*Completa quanto segue*
**1.** Nel brano su Liana Badr, riscrivi sotto forma di elenco puntato il paragrafo che inizia con "Liana Badr è una scrittrice e regista". Conserva i fatti principali.
**2.** Ricopia dal brano su Liana Badr, senza alcuna modifica, il passo che va da "Liana Badr è" a "attualmente ancora risiede.".

*Brano di riferimento*

::::::

Chiunque sia appassionato di letteratura palestinese, è abituato a una scrittura che denuncia soprattutto la brutale occupazione israeliana e che traccia i palestinesi come un unico popolo unito contro una situazione da loro ingiustamente subita. Tuttavia, cosa succede quando una scrittrice palestinese decide di rompere dall’interno quella totalità e quell’aurea di perfezione ideale che spesso si costruiscono attorno al popolo palestinese?

 

Liana Badr è una scrittrice e regista nata a Gerusalemme nel 1950 ma che già nel 1967, in seguito alla guerra dei Sei giorni, lascia la Palestina per emigrare in Giordania, in Libano e infine in Tunisia. Tuttavia, ritroverà la sua Palestina in seguito agli accordi di Oslo, quando è chiamata in patria per contribuire allo sviluppo culturale della nascente Entità palestinese, e si stabilisce a Ramallah, dove attualmente ancora risiede.

In realtà, Liana Badr con i suoi numerosi romanzi, racconti brevi, poesie, novelle, libri per bambini, saggi e documentari, non ha mai abbandonato la sua Palestina, fin dalla prima opera, il romanzo del 1979 Una bussola per i girasoli, che racconta in prima persona la vita di una giovane donna che lavora in un campo profughi palestinese ad Amman e a Beirut, una ragazza che, come un girasole, si muove continuamente alla ricerca di una luce e di una bussola che le indichi una strada da percorrere, sia per se stessa che per il suo popolo. Anche ne Le stelle di Gerico, il romanzo più famoso della scrittrice, pubblicato nel 1993 e tradotto in diverse lingue europee, la Palestina è la vera protagonista. L’opera nasce nella mente della scrittrice in seguito alla prima guerra del Golfo del 1990 – 1991, quando il suo sogno di ritornare in Palestina le sembrava oramai inesaudibile ed emerge così un’opera pervasa da una profonda nostalgia per il passato, nel tentativo di ricostruire tutti i ricordi dell’infanzia e dell’adolescenza.

::::::

*Dati forniti*
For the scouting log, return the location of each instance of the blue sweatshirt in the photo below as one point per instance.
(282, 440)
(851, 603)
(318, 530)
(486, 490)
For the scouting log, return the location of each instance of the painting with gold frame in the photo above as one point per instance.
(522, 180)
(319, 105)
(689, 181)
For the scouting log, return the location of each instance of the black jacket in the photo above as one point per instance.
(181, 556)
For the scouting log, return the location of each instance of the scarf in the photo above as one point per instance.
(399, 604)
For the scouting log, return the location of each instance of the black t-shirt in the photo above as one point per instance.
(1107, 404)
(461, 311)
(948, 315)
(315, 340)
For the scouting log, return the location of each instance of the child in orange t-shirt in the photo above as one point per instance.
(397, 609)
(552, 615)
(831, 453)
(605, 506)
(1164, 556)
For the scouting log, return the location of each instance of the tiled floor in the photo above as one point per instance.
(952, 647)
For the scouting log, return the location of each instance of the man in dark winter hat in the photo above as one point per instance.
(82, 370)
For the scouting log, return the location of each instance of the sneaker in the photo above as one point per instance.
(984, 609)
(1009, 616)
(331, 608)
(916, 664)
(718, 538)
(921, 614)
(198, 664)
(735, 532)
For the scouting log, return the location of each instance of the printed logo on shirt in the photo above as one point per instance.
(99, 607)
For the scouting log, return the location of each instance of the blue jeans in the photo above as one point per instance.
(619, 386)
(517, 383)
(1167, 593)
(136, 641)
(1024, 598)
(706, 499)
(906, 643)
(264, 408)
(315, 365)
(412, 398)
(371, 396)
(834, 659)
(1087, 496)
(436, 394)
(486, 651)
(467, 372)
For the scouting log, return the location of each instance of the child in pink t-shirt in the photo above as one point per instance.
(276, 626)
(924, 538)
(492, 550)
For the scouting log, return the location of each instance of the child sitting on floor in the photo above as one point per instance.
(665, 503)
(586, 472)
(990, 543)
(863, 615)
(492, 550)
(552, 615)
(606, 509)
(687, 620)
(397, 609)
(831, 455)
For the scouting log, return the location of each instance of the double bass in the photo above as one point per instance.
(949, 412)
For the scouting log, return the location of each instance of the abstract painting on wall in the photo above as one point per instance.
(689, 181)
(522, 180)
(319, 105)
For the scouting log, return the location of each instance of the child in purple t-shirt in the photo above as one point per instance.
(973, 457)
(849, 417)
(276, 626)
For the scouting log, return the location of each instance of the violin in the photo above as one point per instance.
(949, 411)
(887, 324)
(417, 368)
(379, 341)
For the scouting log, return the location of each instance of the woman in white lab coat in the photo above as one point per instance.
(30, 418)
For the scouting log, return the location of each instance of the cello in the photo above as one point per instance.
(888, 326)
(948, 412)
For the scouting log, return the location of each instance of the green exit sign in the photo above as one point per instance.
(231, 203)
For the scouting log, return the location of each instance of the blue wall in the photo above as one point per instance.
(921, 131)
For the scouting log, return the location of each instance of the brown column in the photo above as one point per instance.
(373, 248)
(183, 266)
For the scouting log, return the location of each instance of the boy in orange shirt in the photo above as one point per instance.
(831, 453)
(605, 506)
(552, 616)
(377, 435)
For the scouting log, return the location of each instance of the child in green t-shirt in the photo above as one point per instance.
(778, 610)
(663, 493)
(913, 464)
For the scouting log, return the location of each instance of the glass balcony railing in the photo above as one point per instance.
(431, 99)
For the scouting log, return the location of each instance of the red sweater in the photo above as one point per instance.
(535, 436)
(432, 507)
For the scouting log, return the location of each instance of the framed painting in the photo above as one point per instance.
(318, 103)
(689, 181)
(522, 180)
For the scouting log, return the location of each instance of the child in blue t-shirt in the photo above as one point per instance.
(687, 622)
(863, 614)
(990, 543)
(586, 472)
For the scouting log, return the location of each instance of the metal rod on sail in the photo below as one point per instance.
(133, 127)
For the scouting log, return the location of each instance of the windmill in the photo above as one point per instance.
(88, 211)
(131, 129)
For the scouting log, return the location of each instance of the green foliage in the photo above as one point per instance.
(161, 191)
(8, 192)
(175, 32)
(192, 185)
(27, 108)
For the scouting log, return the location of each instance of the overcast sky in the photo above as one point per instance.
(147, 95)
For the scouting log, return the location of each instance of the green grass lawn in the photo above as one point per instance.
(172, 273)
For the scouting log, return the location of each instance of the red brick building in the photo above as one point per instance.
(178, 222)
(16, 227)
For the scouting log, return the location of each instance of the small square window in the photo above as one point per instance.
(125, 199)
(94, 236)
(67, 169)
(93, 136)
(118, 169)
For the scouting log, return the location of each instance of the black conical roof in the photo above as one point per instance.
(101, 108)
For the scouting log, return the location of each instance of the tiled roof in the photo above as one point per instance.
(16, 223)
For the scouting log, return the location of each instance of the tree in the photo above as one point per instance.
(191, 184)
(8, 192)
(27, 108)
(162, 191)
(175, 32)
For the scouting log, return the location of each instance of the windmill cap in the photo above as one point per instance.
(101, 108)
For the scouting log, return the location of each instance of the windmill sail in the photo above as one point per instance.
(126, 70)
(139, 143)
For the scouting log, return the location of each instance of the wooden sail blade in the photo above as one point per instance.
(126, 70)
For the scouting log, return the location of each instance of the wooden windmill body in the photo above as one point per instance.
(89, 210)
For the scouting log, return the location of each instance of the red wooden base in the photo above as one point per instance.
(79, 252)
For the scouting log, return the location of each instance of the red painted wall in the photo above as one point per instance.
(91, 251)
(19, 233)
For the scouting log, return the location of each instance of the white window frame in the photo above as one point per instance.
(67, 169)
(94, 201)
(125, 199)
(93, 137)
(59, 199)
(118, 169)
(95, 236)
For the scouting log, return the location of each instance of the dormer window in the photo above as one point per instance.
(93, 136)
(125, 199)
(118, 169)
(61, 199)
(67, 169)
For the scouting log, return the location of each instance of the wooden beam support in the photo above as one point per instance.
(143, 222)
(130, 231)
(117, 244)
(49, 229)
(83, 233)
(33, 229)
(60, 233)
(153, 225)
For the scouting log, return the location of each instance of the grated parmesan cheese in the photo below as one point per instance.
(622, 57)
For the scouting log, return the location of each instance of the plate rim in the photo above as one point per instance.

::::::

*Risultati*
**1.**
- È una scrittrice e regista nata a Gerusalemme nel 1950.
- Nel 1967, dopo la guerra dei Sei giorni, lascia la Palestina ed emigra in Giordania, in Libano e infine in Tunisia.
- Dopo gli accordi di Oslo torna in patria. È chiamata a contribuire allo sviluppo culturale della nascente Entità palestinese.
- Si stabilisce a Ramallah, dove risiede tuttora.

**2.**
Liana Badr è una scrittrice e regista nata a Gerusalemme nel 1950 ma che già nel 1967, in seguito alla guerra dei Sei giorni, lascia la Palestina per emigrare in Giordania, in Libano e infine in Tunisia. Tuttavia, ritroverà la sua Palestina in seguito agli accordi di Oslo, quando è chiamata in patria per contribuire allo sviluppo culturale della nascente Entità palestinese, e si stabilisce a Ramallah, dove attualmente ancora risiede.